**The problem:**
In the records below, reproduce word for word the part that opens with the line containing "Would you mind pointing out the dark" and closes with the line containing "Would you mind pointing out the steep". Include both of those lines.

——————————

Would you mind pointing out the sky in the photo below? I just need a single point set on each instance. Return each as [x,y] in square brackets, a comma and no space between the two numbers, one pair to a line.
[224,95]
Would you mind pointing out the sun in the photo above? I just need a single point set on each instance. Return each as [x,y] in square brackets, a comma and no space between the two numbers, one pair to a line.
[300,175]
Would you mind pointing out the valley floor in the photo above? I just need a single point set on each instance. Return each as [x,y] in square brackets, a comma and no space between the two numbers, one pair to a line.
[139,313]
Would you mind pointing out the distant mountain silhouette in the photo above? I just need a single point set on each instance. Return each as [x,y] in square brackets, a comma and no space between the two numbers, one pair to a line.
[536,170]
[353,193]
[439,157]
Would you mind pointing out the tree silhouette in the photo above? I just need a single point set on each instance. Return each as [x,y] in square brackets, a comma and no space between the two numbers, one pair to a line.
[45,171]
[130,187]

——————————

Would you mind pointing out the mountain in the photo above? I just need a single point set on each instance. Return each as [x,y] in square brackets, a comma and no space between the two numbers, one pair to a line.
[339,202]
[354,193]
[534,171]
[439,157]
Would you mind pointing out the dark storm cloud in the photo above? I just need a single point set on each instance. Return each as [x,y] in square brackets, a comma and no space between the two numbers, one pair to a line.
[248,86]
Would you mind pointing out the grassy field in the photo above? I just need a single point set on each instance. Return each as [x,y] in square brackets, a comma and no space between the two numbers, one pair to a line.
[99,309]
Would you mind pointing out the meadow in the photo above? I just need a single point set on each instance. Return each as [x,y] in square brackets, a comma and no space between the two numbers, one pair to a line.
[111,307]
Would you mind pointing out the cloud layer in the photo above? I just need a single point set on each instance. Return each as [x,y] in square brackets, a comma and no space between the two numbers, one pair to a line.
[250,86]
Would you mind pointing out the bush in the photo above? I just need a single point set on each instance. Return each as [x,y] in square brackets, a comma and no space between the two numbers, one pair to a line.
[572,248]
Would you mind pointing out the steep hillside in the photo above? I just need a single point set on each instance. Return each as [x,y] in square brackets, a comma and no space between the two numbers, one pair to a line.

——————————

**Full response:**
Would you mind pointing out the dark storm cloud in the photo above? I just need a single point set on each instance. Return each as [x,y] in square brackets, a comma and no space between the two numbers, one pair to a line.
[248,86]
Would you mind pointing out the grassy field in the photo above? I just need a single point set on each instance. Return each as [x,y] in square brackets, a comma and no space between the two numbers, one pair to a line.
[99,309]
Would you mind pointing out the meadow in the photo above? I just need a single point set on each instance. Return each as [x,y] in square brackets, a comma and no space between the two numbers, one pair to a line.
[111,307]
Would you mind pointing out the cloud layer in the photo above? I just need a single point set on each instance. Return each as [x,y] in square brackets, a comma and no space between the two numbers, one pair to a line.
[250,86]
Would you mind pointing out the bush in the photo above? I just need a single point set on each instance. Return each as [x,y] in square brackets, a comma and no space between the two numbers, one pair to a line.
[572,248]
Would you mind pointing out the steep hillside in the photo above? I just need a single point set on each instance. Return each as [x,y] in square brackets, a comma and no space between the two numbers, one pair to a line.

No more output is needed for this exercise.